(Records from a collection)
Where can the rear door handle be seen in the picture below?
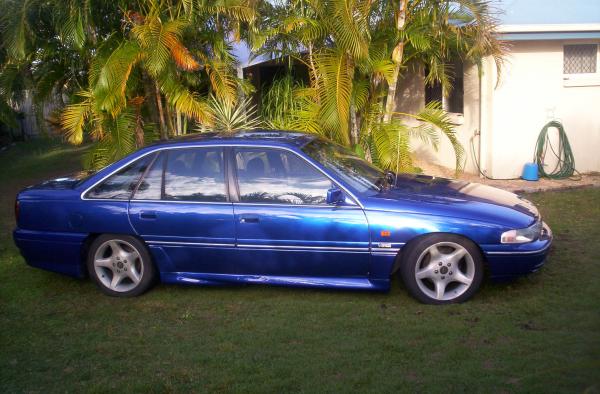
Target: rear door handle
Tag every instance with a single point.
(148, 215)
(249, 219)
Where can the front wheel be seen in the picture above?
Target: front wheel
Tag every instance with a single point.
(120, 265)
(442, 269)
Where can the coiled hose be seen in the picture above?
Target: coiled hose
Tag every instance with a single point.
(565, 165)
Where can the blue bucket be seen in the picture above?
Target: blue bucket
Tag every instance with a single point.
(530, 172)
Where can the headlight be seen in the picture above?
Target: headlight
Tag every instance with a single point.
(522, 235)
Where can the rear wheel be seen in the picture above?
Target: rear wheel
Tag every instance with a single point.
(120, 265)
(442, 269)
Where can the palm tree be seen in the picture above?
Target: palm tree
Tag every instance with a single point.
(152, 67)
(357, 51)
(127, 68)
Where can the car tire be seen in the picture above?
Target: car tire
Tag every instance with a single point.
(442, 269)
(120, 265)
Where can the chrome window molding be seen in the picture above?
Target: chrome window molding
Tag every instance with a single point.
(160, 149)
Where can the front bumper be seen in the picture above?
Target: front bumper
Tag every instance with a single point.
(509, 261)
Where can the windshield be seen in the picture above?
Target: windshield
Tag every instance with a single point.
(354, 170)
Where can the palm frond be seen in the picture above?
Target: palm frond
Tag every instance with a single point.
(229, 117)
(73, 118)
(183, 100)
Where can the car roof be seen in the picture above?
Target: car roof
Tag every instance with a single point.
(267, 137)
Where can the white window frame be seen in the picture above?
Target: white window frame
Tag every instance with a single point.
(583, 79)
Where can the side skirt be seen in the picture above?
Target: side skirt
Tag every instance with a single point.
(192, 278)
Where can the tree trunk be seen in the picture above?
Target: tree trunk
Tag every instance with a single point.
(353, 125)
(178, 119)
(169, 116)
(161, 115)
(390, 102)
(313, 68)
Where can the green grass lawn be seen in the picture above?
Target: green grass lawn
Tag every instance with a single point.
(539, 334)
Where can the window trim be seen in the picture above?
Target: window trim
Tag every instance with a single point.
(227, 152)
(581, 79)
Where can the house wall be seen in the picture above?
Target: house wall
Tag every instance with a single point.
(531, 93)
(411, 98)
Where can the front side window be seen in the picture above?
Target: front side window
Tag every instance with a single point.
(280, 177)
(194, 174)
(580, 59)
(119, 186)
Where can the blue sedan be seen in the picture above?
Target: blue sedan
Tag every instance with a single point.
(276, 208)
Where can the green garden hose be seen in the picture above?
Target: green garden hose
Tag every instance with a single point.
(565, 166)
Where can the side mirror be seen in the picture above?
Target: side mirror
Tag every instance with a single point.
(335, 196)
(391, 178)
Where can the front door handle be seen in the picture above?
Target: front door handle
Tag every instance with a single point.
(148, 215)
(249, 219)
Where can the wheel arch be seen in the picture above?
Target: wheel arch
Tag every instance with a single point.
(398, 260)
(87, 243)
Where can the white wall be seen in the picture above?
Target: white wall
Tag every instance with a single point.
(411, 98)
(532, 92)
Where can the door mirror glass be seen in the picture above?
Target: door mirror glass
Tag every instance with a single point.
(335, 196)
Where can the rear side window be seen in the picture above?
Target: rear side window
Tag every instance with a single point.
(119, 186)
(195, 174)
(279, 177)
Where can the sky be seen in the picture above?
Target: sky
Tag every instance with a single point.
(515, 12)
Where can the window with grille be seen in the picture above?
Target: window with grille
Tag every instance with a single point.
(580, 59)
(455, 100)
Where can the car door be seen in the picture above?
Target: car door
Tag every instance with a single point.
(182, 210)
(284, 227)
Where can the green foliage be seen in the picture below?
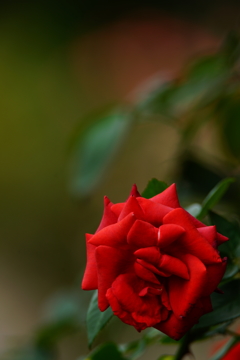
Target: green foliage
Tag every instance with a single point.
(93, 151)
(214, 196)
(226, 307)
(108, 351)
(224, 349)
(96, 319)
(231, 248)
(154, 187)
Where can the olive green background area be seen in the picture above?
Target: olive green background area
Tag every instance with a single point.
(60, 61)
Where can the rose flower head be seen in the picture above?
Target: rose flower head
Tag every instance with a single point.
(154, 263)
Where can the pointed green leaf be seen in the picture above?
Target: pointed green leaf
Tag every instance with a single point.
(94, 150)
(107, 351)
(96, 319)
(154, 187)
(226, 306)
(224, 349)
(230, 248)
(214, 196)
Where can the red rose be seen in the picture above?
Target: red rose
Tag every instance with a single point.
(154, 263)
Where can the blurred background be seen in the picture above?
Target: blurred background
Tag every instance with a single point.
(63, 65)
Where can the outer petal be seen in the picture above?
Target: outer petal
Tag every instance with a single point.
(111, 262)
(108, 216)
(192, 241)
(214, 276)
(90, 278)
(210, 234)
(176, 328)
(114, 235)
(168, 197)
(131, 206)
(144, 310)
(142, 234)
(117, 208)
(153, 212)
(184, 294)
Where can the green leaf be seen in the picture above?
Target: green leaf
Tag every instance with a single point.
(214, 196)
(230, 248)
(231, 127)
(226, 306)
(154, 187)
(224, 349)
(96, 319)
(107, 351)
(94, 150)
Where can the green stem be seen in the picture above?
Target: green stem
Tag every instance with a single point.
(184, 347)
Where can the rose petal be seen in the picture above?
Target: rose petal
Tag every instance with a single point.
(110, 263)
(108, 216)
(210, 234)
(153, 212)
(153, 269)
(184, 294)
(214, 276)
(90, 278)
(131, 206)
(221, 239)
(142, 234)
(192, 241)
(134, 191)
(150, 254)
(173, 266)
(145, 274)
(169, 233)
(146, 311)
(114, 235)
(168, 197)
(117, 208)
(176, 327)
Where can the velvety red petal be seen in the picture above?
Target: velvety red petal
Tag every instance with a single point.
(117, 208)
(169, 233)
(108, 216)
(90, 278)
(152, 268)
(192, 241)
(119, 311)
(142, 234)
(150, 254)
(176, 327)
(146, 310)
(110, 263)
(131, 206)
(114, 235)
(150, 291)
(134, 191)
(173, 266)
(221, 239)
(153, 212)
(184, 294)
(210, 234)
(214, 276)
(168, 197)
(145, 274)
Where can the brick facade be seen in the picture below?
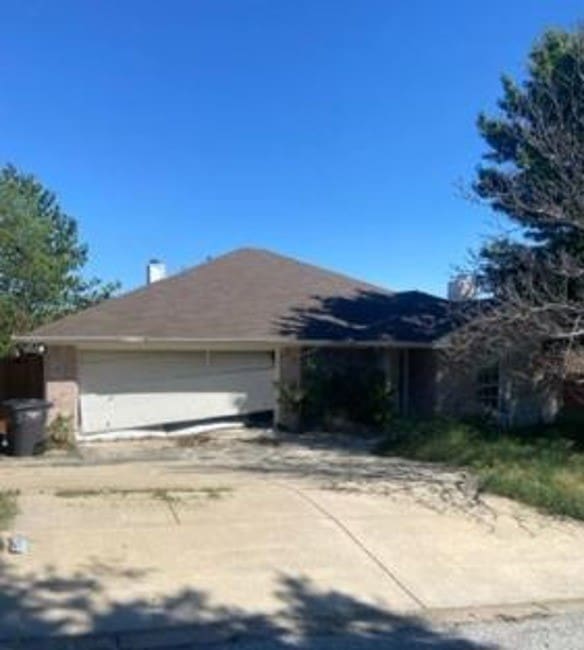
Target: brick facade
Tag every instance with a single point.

▶ [TASK GOAL] A complete and exact copy of the records is required. Exclude the pictures.

▶ [FINAL ANSWER]
Where can the rear door handle be seen in the picture below?
Target: rear door handle
Tag every instance with a single point.
(148, 215)
(249, 219)
Where can the front wheel be seen in the picture above?
Target: front wheel
Tag every instance with a single point.
(120, 265)
(442, 269)
Where can the coiled hose be seen in the picture above?
Target: coiled hose
Tag every instance with a single point.
(565, 165)
Where can the blue bucket be seen in the picture above?
Target: blue bucket
Tag every instance with a single point.
(530, 172)
Where can the headlight be seen in the picture above?
Target: headlight
Tag every instance with a single point.
(522, 235)
Where can the rear wheel be seen in the picture above?
Target: rear wheel
Tag every instance with a single point.
(120, 265)
(442, 269)
Where can the palm tree be seen in the picture above?
Target: palm tree
Tag every instance with a single point.
(152, 67)
(357, 51)
(127, 68)
Where can the car tire be seen in the picture above?
Target: car tire
Tag every instance with a single point.
(442, 269)
(120, 265)
Where can the chrome window molding be seen in the picture above?
Target: chrome window molding
Tag every instance with a single point.
(160, 149)
Where can the front bumper be seen in the picture above?
Target: front bumper
Tag every instance with a single point.
(509, 261)
Where can the windshield be seen in the picture above?
Target: windshield
Tag every instance with a single point.
(354, 170)
Where can the palm frond be seen in the picture above?
Target: palm frond
Tag every instance with a single point.
(229, 117)
(73, 118)
(183, 100)
Where can the car roof be seen in the picture above?
Target: car roof
Tag every instance with a single point.
(267, 137)
Where can the white window frame be seen in the picture above?
Target: white window frame
Tag every instance with a single point.
(583, 79)
Where can the side skirt be seen in the picture above?
Target: side skirt
Tag every instance with a single point.
(192, 278)
Where can the tree trunk be seen in the picture above?
Target: tree trunk
Tag every instance with a single point.
(353, 125)
(178, 119)
(169, 116)
(161, 115)
(390, 102)
(313, 68)
Where can the green grass lawn be seen in the picture above?
Target: green grass lawn
Tag every instance with a single point.
(539, 334)
Where can the window trim be seen in the picture above?
Target: window trim
Tag every instance with a single point.
(227, 152)
(581, 79)
Where can the house wall be seen in the picture above?
Target: house wall
Tag every instance with a single point.
(531, 93)
(411, 98)
Where can the front side window be seen in the picture above?
Target: front side window
Tag every instance with a single point.
(280, 177)
(194, 174)
(580, 59)
(119, 186)
Where can the blue sedan be seen in the picture above?
Target: blue sedan
Tag every instance with a single point.
(276, 208)
Where can the green garden hose be seen in the picture above?
Target: green garden hose
Tag every instance with a single point.
(565, 166)
Where can the side mirror be seen in the picture above?
Target: side mirror
Tag every instance with a single point.
(335, 196)
(391, 178)
Where can the front door handle be seen in the picture above?
Target: front door handle
Tag every instance with a single point.
(148, 215)
(249, 219)
Where can the wheel arch be seen in the picture above?
Target: wheel arch
Tag every instance with a single point.
(398, 260)
(87, 243)
Where can the white wall be seen in the picture above?
Target: white wall
Tag every instance with a single point.
(411, 98)
(532, 92)
Where can the door mirror glass be seen in the picture above?
Target: door mirror glass
Tag every instance with a single point.
(335, 196)
Where can the rear side window be seen in the picture above?
Target: rear side window
Tag every instance with a single point.
(119, 186)
(195, 174)
(279, 177)
Where can the sky be seen in the picture above?
Target: sky
Tag every instance with a single point.
(515, 12)
Where can the window with grille be seen in the picture above?
Target: window with grille
Tag every instance with a single point.
(580, 59)
(455, 100)
Where can the car door be seen in the picture above?
Target: car door
Tag every instance with a single point.
(182, 210)
(284, 227)
Where can the green foliage be seen in the picture below?
Target: green foliage
Tag every instance with a single point.
(93, 151)
(214, 196)
(226, 307)
(108, 351)
(224, 349)
(96, 319)
(231, 248)
(154, 187)
Where can the olive green background area be seen in the picture above?
Target: olive green background area
Tag every instance with a single point.
(60, 61)
Where can the rose flower head be seen in the picture above?
Target: rose flower head
Tag every instance with a single point.
(154, 263)
Where can the pointed green leaf be seen in the picture above?
Target: pointed green leaf
Tag every instance with a single point.
(94, 150)
(107, 351)
(96, 319)
(154, 187)
(226, 306)
(224, 349)
(230, 248)
(214, 196)
Where can the red rose be seen in the picture above?
Target: red rose
Tag every instance with a single point.
(154, 263)
Where can the blurred background be seen in the picture above?
Target: blurred background
Tag every instance with a single point.
(63, 65)
Where can the outer petal be seen in the picture above?
Target: outer petal
Tag every instance with a single point.
(111, 262)
(108, 216)
(192, 241)
(214, 276)
(90, 278)
(210, 234)
(176, 328)
(114, 235)
(168, 197)
(131, 206)
(144, 310)
(142, 234)
(117, 208)
(153, 212)
(184, 294)
Where can the green leaf be seen in the picture above?
Target: green leaf
Tag every instance with a single point.
(214, 196)
(230, 248)
(231, 127)
(226, 306)
(154, 187)
(224, 349)
(96, 319)
(107, 351)
(94, 150)
Where can the green stem be seen in the picture above?
Target: green stem
Tag every instance with a single point.
(184, 347)
Where can the rose petal be seen in the picture above?
Target: rose petal
Tag every instance with a single point.
(110, 263)
(108, 216)
(210, 234)
(153, 212)
(153, 269)
(184, 294)
(214, 276)
(90, 278)
(131, 206)
(221, 239)
(142, 234)
(192, 241)
(134, 191)
(150, 254)
(173, 266)
(145, 274)
(169, 233)
(146, 311)
(114, 235)
(168, 197)
(117, 208)
(176, 327)
Where can the velvety red petal be seen in the picture above?
Target: velvety red petal
Tag every instance with a single point.
(117, 208)
(169, 233)
(108, 216)
(90, 278)
(152, 268)
(192, 241)
(119, 311)
(142, 234)
(150, 254)
(176, 327)
(146, 310)
(110, 263)
(131, 206)
(114, 235)
(150, 291)
(134, 191)
(173, 266)
(221, 239)
(153, 212)
(184, 294)
(210, 234)
(214, 276)
(168, 197)
(145, 274)
Where can the brick facade be seen in the picture below?
Target: brick facade
Tag every instance with a single point.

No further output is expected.